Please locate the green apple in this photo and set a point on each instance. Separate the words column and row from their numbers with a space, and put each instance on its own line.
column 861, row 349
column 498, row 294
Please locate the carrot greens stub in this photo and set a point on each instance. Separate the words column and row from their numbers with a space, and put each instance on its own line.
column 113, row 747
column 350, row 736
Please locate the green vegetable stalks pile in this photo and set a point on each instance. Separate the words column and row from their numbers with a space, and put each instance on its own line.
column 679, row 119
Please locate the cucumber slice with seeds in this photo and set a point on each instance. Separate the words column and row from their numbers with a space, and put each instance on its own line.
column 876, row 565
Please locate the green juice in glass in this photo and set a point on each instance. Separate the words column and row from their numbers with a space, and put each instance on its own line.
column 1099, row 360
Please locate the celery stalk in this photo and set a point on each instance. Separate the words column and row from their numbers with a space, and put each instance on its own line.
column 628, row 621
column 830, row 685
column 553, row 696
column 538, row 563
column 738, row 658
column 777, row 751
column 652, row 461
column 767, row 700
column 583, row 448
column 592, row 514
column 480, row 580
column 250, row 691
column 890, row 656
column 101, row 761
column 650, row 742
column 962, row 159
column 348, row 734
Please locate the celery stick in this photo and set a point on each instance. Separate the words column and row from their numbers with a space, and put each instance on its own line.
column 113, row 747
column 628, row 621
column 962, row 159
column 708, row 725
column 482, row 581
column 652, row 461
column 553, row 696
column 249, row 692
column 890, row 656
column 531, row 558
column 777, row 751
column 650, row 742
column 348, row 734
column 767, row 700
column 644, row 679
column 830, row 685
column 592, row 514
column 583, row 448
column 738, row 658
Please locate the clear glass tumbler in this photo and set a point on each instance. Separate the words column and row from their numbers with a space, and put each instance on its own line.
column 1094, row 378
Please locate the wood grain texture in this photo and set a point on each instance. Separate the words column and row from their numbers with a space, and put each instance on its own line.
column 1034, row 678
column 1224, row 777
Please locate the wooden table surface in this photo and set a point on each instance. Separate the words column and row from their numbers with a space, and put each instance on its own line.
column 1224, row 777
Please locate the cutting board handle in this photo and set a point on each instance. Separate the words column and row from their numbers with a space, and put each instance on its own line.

— Work instructions —
Can you give the material above again, swapping every "instance" for "occurrence" and leaving all else unchanged?

— Solved exercise —
Please locate the green apple in this photo and set a point on each occurrence. Separate the words column and row from their numbers with a space, and put each occurrence on its own line.
column 861, row 349
column 498, row 294
Please locate the carrot greens stub in this photo and set a point on each occurrence. Separate the words column and row from their numbers with a space, and put each occurrence on its own line.
column 113, row 747
column 350, row 736
Please locate the green vegetable stalks pile in this photo and set a point on each occurrence. Separate the words column and row from their numbers with a space, and put each occurrence on its own line.
column 679, row 119
Please locate the cucumber slice with seeds in this photo and set a point on each occurrence. Separate the words column and row from their numbers with a space, and put each occurrence on its own line.
column 876, row 565
Please locate the green juice in glass in this photo and set a point on each occurrence. Separate the words column and row from their numbers with a space, and put each occurrence on its own line.
column 1099, row 360
Please locate the celery stalk in this photo and set a point on each occurrence. Separate the words column and row from their numbers with a space, and put each occurrence on its own line.
column 628, row 621
column 830, row 685
column 553, row 696
column 538, row 563
column 738, row 658
column 777, row 751
column 652, row 461
column 767, row 700
column 583, row 448
column 592, row 514
column 480, row 580
column 250, row 691
column 890, row 656
column 101, row 761
column 650, row 742
column 962, row 159
column 348, row 734
Please locate the celery stick in this photo and set a point on each occurrence. Separate the words column and row from their numbers with a space, and put each occurrence on its own line.
column 113, row 747
column 628, row 621
column 962, row 159
column 708, row 725
column 482, row 581
column 652, row 461
column 553, row 696
column 249, row 692
column 890, row 656
column 531, row 558
column 777, row 751
column 650, row 742
column 348, row 734
column 767, row 700
column 644, row 679
column 830, row 685
column 592, row 514
column 583, row 448
column 738, row 658
Please locate the clear glass tumbler in this photo and set a point on each occurrence. Separate the words column and row from their numbers with a space, and put each occurrence on its own line.
column 1094, row 378
Please locate the wood grain texture in this photo and set a point on each occurrence. Separate the words column and row from their numbers with a space, and put each occurrence on its own line.
column 1034, row 678
column 1224, row 777
Please locate the wooden table surface in this photo and set a point on each occurrence. Separate the words column and row from their numbers with a space, and put each occurrence on its own line.
column 1224, row 777
Please locate the cutting board handle in this photo and set a point on each occurrence. Separate the words column and row from their numbers with a space, and put each occurrence on its own line.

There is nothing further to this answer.